*What to produce*. Please print every line from the one containing "# point at: the overcast" through the last line of the records below, exactly as written and nothing more.
## BEGIN Working data
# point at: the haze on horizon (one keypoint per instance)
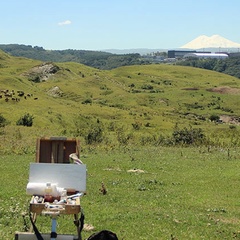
(126, 24)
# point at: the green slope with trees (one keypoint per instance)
(132, 105)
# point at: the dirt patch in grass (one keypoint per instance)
(191, 89)
(225, 90)
(230, 119)
(42, 72)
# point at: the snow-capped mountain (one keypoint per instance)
(214, 41)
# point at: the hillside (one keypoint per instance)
(96, 59)
(128, 105)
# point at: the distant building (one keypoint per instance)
(206, 55)
(178, 54)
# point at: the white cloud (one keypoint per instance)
(67, 22)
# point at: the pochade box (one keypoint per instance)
(53, 168)
(69, 178)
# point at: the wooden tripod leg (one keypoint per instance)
(34, 218)
(77, 224)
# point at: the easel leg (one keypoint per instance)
(54, 228)
(77, 224)
(34, 218)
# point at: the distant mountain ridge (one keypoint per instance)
(215, 41)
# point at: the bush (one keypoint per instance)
(214, 118)
(25, 120)
(188, 136)
(3, 121)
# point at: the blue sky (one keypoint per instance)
(116, 24)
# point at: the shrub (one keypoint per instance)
(3, 121)
(188, 136)
(25, 120)
(214, 118)
(95, 134)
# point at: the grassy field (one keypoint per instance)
(181, 193)
(138, 103)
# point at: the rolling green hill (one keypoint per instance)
(140, 104)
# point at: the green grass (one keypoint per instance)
(189, 193)
(149, 95)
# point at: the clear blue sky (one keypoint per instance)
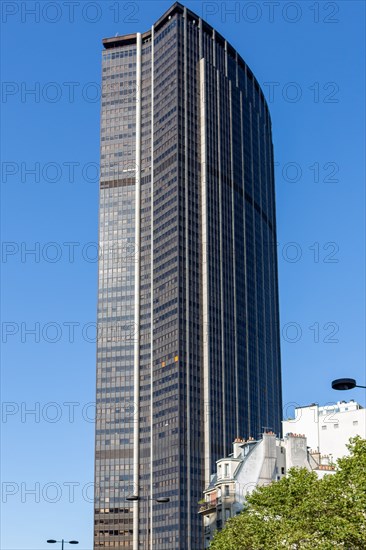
(311, 56)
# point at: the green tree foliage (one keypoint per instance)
(302, 512)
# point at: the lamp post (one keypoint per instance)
(52, 541)
(345, 384)
(147, 499)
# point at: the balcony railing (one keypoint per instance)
(226, 499)
(207, 507)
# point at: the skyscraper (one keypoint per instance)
(188, 351)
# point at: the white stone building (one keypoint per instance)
(253, 463)
(328, 428)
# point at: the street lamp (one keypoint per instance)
(158, 499)
(52, 541)
(345, 384)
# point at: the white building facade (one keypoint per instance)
(253, 463)
(328, 428)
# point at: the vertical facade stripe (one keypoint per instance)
(187, 284)
(136, 429)
(152, 295)
(205, 282)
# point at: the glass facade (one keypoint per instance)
(188, 352)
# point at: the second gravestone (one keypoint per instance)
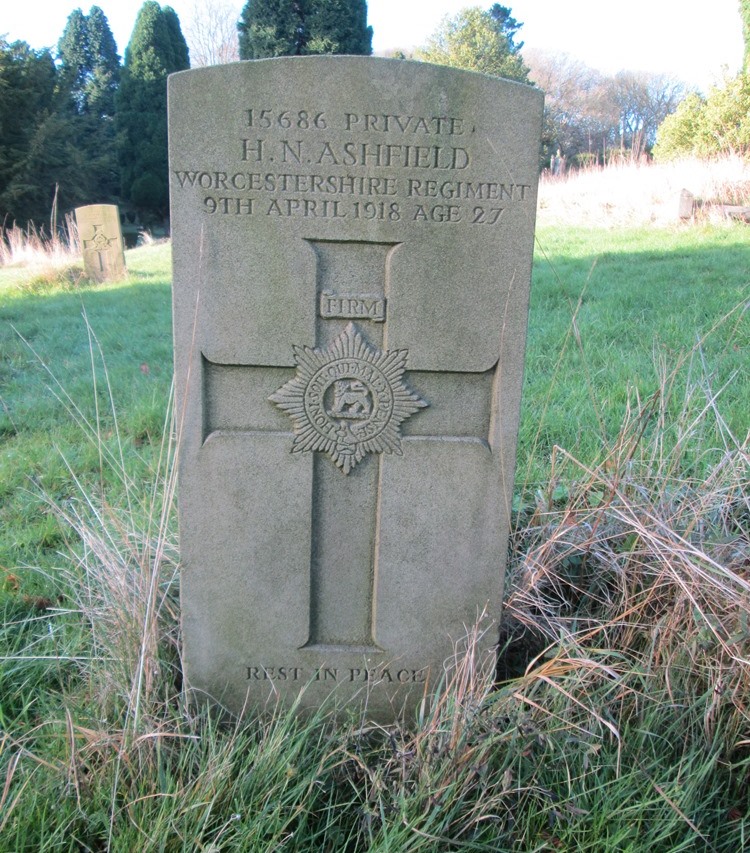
(352, 244)
(101, 241)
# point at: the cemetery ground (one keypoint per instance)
(622, 717)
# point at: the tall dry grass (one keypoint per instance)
(634, 194)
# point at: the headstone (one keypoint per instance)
(101, 241)
(686, 205)
(352, 244)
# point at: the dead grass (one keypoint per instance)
(632, 194)
(49, 260)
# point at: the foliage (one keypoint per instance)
(270, 28)
(591, 117)
(212, 34)
(89, 64)
(89, 77)
(478, 41)
(32, 142)
(156, 49)
(709, 126)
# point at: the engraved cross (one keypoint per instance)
(350, 404)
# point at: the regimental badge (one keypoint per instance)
(348, 399)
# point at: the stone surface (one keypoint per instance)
(686, 205)
(352, 243)
(101, 241)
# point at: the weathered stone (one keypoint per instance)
(686, 205)
(352, 244)
(101, 241)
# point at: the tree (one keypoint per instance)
(337, 26)
(642, 102)
(709, 126)
(577, 120)
(212, 34)
(89, 78)
(32, 156)
(478, 41)
(89, 64)
(298, 27)
(156, 49)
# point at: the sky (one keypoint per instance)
(684, 39)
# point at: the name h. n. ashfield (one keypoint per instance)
(344, 306)
(368, 154)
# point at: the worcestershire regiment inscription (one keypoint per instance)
(352, 244)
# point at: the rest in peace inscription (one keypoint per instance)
(421, 171)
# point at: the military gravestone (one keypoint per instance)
(352, 243)
(101, 241)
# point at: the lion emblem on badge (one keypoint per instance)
(348, 399)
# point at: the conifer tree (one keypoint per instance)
(745, 15)
(298, 27)
(89, 77)
(156, 49)
(31, 154)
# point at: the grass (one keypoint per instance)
(622, 720)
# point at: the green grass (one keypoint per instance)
(624, 722)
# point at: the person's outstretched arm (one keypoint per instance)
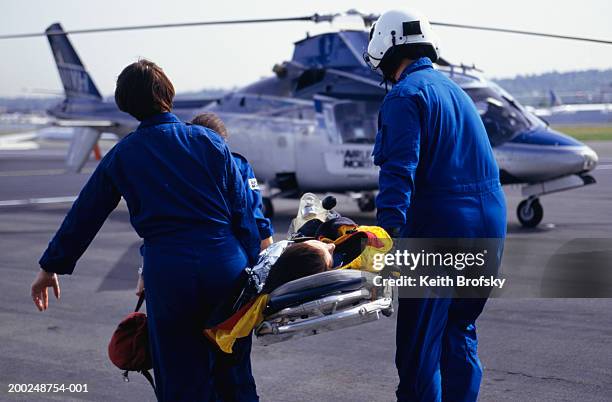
(95, 202)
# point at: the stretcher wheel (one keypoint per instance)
(530, 213)
(366, 203)
(268, 208)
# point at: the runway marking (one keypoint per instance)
(41, 172)
(32, 201)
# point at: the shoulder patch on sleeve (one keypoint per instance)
(253, 185)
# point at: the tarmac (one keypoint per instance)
(532, 349)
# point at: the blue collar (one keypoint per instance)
(161, 118)
(418, 64)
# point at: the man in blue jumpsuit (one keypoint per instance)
(438, 179)
(188, 202)
(233, 373)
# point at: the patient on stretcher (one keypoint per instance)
(300, 260)
(338, 243)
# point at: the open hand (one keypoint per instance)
(40, 294)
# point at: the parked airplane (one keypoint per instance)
(311, 126)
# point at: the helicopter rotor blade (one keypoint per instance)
(368, 19)
(316, 18)
(520, 32)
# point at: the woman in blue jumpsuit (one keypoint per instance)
(188, 202)
(438, 179)
(233, 375)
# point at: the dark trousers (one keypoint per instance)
(436, 354)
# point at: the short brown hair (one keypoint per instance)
(212, 121)
(143, 90)
(297, 261)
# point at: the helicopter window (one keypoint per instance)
(502, 117)
(356, 123)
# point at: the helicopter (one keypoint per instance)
(311, 125)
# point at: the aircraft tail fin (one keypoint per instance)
(76, 80)
(555, 100)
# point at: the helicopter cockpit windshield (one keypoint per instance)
(502, 116)
(356, 122)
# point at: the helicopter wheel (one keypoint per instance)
(268, 208)
(530, 212)
(366, 203)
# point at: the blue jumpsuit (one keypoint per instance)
(188, 202)
(254, 196)
(233, 375)
(438, 179)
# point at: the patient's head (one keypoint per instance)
(300, 260)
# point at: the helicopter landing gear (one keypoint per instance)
(366, 202)
(530, 212)
(268, 208)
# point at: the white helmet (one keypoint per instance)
(395, 28)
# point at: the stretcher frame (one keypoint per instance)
(328, 313)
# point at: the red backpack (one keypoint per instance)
(128, 348)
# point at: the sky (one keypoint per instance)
(232, 56)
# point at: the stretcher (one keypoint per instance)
(323, 302)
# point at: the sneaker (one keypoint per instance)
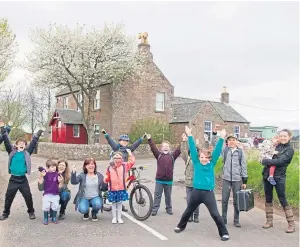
(61, 216)
(86, 216)
(237, 224)
(94, 217)
(272, 180)
(31, 216)
(178, 230)
(225, 237)
(3, 217)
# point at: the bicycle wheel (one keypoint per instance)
(136, 195)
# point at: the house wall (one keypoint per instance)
(82, 139)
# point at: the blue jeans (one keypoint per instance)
(95, 203)
(65, 197)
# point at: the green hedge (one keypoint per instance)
(255, 179)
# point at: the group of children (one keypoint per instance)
(199, 172)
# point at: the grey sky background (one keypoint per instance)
(250, 47)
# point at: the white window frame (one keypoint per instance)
(78, 130)
(237, 134)
(79, 99)
(208, 132)
(97, 100)
(65, 102)
(160, 101)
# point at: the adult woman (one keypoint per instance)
(281, 161)
(90, 186)
(64, 193)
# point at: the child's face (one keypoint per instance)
(123, 143)
(232, 142)
(204, 159)
(52, 169)
(21, 146)
(165, 147)
(62, 167)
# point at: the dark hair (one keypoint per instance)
(21, 139)
(51, 163)
(287, 131)
(88, 161)
(66, 173)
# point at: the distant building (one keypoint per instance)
(266, 132)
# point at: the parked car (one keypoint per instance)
(246, 142)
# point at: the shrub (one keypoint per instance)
(158, 129)
(255, 178)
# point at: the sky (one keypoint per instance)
(252, 48)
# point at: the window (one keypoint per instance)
(97, 100)
(208, 129)
(79, 99)
(76, 129)
(160, 101)
(97, 133)
(65, 102)
(236, 131)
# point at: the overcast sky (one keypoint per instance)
(250, 47)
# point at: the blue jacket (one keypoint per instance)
(204, 177)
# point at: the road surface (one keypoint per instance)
(157, 231)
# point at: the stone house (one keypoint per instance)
(117, 107)
(202, 115)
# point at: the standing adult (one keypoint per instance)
(281, 161)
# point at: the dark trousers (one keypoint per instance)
(159, 189)
(18, 183)
(280, 190)
(209, 200)
(227, 186)
(188, 197)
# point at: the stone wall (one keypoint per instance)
## END Working data
*Worked solution*.
# point at: the overcast sky (one keypoint per instance)
(250, 47)
# point at: the blue jacket (one keypoint per instance)
(204, 177)
# point at: the road surface (one keypoint per instance)
(157, 231)
# point at: the stone house (one keypoint per instance)
(117, 107)
(202, 115)
# point at: the standing adult (one keypoint per instance)
(281, 161)
# point at: the dark trousers (one keypoint per instance)
(159, 189)
(18, 183)
(280, 190)
(209, 200)
(227, 186)
(188, 197)
# point at: the stone wall (one keypoint per instance)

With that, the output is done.